**Texto da página**

-----

É missão dos católicos anunciar, com paz e perseverança, a boa nova de Jesus, evitar a ignorância religiosa por meio da difusão da doutrina revelada. O apostolado cristão − e refiro-me agora em concreto ao de um cristão corrente, ao do homem ou da mulher que vive realmente como outro qualquer entre os seus iguais − é uma grande catequese, em que, através de uma amizade leal e autêntica, se desperta nos outros a fome de Deus, ajudando-os a descobrir novos horizontes: com naturalidade, com simplicidade como já disse, com o exemplo de uma fé bem vivida, com a palavra amável, mas cheia da força da verdade divina [70] .

Devemos propagar ardentemente a Verdade de Cristo, fazer com que outros participem do tesouro que recebemos, de modo que experimentem que não há nada de mais belo do que conhecê-l´O e comunicar aos outros a Sua amizade [71].

-----

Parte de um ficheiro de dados
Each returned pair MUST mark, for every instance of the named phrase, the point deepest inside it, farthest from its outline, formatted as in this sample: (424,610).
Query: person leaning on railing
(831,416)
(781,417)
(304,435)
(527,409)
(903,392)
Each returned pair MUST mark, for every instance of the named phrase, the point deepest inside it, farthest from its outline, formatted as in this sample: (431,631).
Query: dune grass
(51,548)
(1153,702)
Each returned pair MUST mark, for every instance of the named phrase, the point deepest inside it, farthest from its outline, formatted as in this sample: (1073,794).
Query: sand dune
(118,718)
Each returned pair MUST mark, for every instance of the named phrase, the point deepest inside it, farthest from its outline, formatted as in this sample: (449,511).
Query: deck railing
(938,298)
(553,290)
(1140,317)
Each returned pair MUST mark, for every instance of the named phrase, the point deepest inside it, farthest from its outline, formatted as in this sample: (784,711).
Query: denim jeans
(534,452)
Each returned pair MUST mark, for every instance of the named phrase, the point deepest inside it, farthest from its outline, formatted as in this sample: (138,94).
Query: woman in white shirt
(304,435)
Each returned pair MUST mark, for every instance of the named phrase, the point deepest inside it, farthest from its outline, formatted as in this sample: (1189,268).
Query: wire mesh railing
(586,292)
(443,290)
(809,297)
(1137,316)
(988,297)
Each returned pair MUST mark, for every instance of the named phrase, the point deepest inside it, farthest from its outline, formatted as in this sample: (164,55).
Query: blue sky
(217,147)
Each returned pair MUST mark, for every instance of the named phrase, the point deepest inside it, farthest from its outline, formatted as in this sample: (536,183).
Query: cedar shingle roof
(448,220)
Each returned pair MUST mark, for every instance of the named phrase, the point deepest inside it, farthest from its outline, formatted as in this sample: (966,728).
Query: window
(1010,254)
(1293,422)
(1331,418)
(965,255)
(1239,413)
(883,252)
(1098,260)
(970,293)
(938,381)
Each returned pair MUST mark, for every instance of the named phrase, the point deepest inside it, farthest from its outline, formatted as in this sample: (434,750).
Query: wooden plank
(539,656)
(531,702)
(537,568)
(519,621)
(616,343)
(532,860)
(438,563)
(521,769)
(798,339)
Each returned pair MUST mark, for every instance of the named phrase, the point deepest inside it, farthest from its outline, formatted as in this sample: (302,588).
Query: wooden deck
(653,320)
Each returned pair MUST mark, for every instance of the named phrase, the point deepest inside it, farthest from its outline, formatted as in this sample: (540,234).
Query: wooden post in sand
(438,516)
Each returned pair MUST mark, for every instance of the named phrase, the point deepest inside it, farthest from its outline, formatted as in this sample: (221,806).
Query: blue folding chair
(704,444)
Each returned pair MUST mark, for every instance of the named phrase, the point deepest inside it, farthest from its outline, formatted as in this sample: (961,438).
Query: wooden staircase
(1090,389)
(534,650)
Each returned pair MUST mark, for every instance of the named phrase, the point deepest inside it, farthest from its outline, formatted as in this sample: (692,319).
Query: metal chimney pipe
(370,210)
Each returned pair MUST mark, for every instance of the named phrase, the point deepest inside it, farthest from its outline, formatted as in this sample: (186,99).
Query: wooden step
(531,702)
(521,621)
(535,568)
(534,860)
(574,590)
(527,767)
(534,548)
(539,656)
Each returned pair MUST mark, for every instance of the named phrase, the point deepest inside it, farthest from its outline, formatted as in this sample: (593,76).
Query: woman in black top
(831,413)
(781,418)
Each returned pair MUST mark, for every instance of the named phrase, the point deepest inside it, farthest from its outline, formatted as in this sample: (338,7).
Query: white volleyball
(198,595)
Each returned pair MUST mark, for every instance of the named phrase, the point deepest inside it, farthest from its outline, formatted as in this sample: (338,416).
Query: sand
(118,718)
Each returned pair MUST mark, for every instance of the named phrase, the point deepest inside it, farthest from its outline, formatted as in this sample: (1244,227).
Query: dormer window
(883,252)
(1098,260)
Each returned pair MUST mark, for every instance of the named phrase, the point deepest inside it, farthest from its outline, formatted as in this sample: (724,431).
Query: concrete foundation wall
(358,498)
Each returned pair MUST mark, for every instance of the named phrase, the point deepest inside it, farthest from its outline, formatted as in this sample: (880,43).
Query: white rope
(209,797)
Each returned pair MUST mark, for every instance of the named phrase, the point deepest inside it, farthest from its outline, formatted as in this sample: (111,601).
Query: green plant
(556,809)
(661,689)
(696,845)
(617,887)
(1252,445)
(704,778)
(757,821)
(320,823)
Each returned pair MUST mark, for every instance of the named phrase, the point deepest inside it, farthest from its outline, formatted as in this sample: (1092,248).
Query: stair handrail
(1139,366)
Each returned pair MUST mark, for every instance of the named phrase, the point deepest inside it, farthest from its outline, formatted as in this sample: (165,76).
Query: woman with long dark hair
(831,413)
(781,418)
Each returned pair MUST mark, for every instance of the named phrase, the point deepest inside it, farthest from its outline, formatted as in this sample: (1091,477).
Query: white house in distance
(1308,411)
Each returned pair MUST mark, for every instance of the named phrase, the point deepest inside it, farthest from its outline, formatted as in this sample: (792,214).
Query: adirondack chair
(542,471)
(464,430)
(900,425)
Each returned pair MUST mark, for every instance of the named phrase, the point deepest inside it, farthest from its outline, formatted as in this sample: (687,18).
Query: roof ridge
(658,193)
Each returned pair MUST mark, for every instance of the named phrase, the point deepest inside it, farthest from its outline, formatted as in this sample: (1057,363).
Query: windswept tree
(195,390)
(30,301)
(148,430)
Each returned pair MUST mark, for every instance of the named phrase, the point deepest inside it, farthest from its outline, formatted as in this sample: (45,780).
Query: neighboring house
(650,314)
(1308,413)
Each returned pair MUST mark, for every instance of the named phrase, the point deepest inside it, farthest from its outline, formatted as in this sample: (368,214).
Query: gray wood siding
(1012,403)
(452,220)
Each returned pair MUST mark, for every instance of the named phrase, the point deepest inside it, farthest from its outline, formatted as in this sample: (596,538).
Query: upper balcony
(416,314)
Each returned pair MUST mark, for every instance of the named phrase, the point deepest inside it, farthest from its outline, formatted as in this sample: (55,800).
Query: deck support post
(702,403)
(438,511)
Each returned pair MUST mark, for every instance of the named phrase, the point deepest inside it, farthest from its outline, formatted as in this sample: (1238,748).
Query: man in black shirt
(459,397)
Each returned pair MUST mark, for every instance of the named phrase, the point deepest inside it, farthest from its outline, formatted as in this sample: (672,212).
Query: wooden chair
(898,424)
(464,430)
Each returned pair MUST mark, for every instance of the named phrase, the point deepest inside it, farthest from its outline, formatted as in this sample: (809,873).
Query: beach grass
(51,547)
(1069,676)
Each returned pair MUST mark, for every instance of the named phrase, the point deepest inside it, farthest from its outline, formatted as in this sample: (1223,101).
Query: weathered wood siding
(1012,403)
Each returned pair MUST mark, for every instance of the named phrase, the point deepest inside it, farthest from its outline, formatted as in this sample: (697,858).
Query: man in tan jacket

-----

**O que se pede**
[1] Segundo o texto da página, através de que tipo de amizade se desperta nos outros a fome de Deus?
[2] Por favor, copie sem alterações do texto da página o trecho de "Devemos propagar ardentemente" a "Sua amizade [71].".

**Soluções do exercício**
[1] Através de uma amizade leal e autêntica.

[2]
Devemos propagar ardentemente a Verdade de Cristo, fazer com que outros participem do tesouro que recebemos, de modo que experimentem que não há nada de mais belo do que conhecê-l´O e comunicar aos outros a Sua amizade [71].